→ PROVIDED ENTRIES
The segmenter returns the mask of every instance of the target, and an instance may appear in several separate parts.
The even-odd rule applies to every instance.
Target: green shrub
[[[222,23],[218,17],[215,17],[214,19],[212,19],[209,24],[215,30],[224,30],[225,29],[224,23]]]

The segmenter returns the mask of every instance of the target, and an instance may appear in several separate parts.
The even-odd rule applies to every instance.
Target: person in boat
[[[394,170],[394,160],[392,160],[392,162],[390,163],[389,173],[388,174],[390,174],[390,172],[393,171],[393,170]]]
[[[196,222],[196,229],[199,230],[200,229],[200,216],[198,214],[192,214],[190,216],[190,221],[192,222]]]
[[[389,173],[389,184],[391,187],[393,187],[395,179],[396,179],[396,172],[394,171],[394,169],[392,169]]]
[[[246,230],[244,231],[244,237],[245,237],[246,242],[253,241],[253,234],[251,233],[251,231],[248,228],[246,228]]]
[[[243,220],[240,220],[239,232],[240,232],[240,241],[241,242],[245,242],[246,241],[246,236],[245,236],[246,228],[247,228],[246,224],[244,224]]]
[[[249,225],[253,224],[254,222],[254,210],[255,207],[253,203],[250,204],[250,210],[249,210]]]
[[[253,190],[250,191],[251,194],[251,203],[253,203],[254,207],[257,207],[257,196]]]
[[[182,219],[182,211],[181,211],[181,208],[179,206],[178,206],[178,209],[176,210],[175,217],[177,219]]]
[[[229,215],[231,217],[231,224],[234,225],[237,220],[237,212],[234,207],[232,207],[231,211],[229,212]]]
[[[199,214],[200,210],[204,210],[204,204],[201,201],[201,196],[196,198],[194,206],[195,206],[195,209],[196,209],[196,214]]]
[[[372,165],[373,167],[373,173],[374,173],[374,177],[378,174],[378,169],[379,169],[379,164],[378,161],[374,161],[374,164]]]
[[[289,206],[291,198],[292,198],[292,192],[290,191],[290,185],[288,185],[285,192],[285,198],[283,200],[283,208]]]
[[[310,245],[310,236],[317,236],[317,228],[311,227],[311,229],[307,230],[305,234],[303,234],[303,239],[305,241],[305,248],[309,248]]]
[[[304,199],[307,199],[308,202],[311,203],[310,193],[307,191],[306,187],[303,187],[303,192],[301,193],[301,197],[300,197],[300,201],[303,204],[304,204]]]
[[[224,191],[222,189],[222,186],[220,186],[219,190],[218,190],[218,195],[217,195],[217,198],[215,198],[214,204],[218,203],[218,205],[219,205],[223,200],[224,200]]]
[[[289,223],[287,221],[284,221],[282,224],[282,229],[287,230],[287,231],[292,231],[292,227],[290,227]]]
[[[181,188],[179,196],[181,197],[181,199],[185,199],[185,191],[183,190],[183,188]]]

→ WORK REQUIRED
Rewrite every line of the records above as a numbered list, leaving out the blank line.

→ FINAL ANSWER
1. The segmenter returns the mask of every instance of the target, and an instance may appear in several separate parts.
2. The even-odd rule applies to every instance.
3. Target: green shrub
4. [[[222,23],[218,17],[215,17],[214,19],[212,19],[209,24],[215,30],[224,30],[225,29],[224,23]]]
5. The segmenter returns the mask of every instance of the target, and an instance may appear in several separate parts.
6. The even-odd rule applies to every instance.
7. Target: person in boat
8. [[[394,170],[394,160],[392,160],[392,162],[390,163],[389,173],[388,174],[390,174],[390,172],[393,171],[393,170]]]
9. [[[196,222],[196,229],[199,230],[200,229],[200,216],[198,214],[192,214],[190,216],[190,221],[192,222]]]
10. [[[389,173],[389,184],[391,187],[393,187],[395,179],[396,179],[396,172],[394,171],[394,169],[392,169]]]
11. [[[246,230],[244,231],[244,237],[245,237],[246,242],[253,241],[253,234],[251,233],[251,231],[248,228],[246,228]]]
12. [[[243,220],[240,220],[239,232],[240,232],[240,241],[241,242],[245,242],[246,241],[246,236],[245,236],[246,228],[247,228],[246,224],[244,224]]]
13. [[[249,225],[253,224],[254,222],[254,210],[255,207],[253,203],[250,204],[250,210],[249,210]]]
14. [[[253,190],[250,191],[251,194],[251,203],[253,203],[254,207],[257,207],[257,196]]]
15. [[[182,219],[182,211],[181,211],[181,208],[179,206],[178,206],[178,209],[176,210],[175,217],[177,219]]]
16. [[[229,215],[231,217],[231,224],[234,225],[237,220],[237,212],[234,207],[232,207],[231,211],[229,212]]]
17. [[[199,214],[200,210],[204,210],[204,204],[201,201],[201,196],[196,198],[194,206],[195,206],[195,209],[196,209],[196,214]]]
18. [[[372,165],[373,167],[373,173],[374,173],[374,177],[378,174],[378,169],[379,169],[379,164],[378,161],[374,161],[374,164]]]
19. [[[289,206],[291,198],[292,198],[292,192],[290,191],[290,185],[288,185],[285,192],[285,198],[283,200],[283,208]]]
20. [[[310,245],[310,236],[317,236],[317,228],[311,227],[311,229],[307,230],[305,234],[303,234],[303,239],[305,241],[305,248],[309,248]]]
21. [[[304,199],[307,199],[308,202],[311,203],[310,193],[307,191],[306,187],[303,187],[303,192],[301,193],[301,197],[300,197],[300,201],[303,204],[304,204]]]
22. [[[224,191],[222,189],[222,186],[220,186],[219,190],[218,190],[218,195],[217,195],[217,198],[215,198],[214,204],[218,203],[218,205],[219,205],[223,200],[224,200]]]
23. [[[289,223],[287,221],[284,221],[282,224],[282,229],[287,230],[287,231],[292,231],[292,227],[290,227]]]
24. [[[181,188],[179,196],[181,197],[181,199],[185,199],[185,191],[183,190],[183,188]]]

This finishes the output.